# Text segment:
========================================================================
Monday, October 24, 2011

Field Report: Bandidos MC

This past Saturday, Oct. 22, I was about halfway between San Antonio and Houston on I-10 east while en route to the latter city for a book signing when I saw a group of bikers coming up fast in the left lane. It was not until they were passing me that I realized they were part of the Bandidos Motorcycle Club, one of our local Texas "one percenter" biker gangs. This caught my eye, as much as anything, because the Bandidos are one of the groups I cover in "Gangland Texas," one of the chapters in the "Mayhem" section of Texas Confidential.

There were about two dozen of them and they were moving at about 90 miles per hour and in close formation, two abreast and at tight intervals. Based on what I know of the Bandidos they were likely heavily armed and, if they were on a long run, strung out on methamphetamine or other stimulants. I can only assume that the police give them a wide berth and, if the only obviously illegal thing they are doing is travelling 20 miles over the speed limit simply leave them the hell alone. I can only imagine what would happen if a lone DPF trooper presumed to pull a group of them over. To call them either a club or a gang falls short of an accurate description and it would be much closer to the mark to characterize them as a paramilitary unit.
========================================================================
# Data segment:
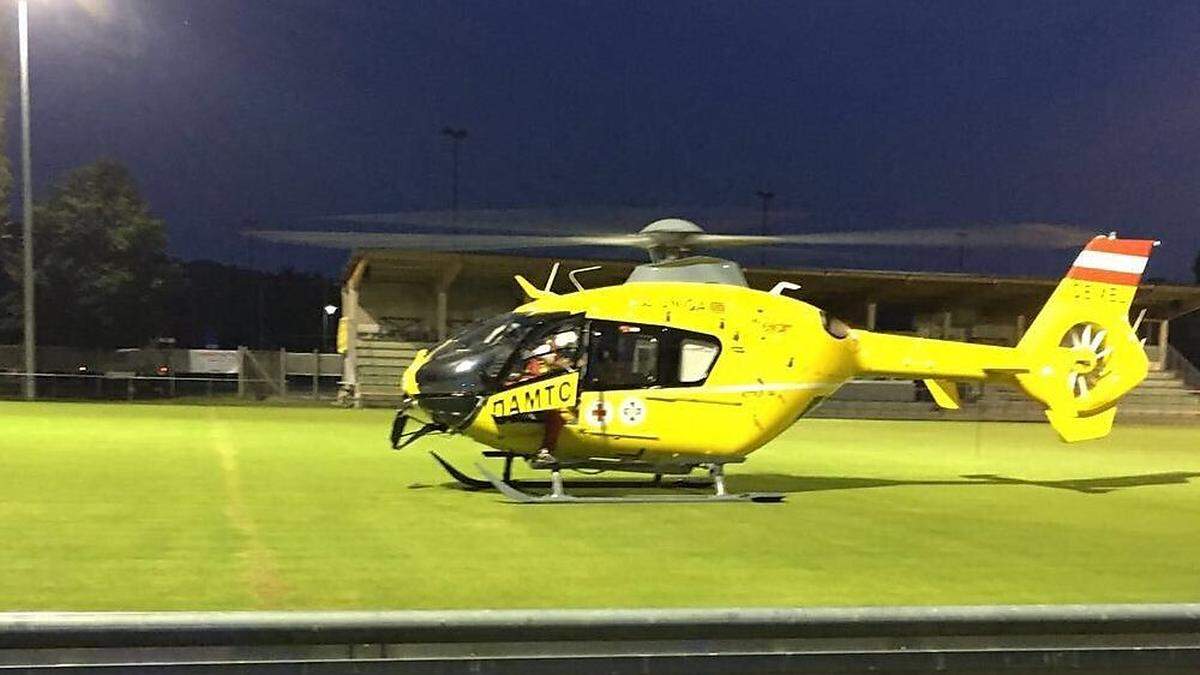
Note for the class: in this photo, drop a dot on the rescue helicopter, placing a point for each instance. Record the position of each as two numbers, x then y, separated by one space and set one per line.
========================================================================
# Problem details:
According to the field report, why did the passing bikers catch the writer's eye? Answer in one to three sentences.

# Result below:
They belonged to the Bandidos Motorcycle Club, one of the groups the writer covers in "Gangland Texas," a chapter in the "Mayhem" section of Texas Confidential.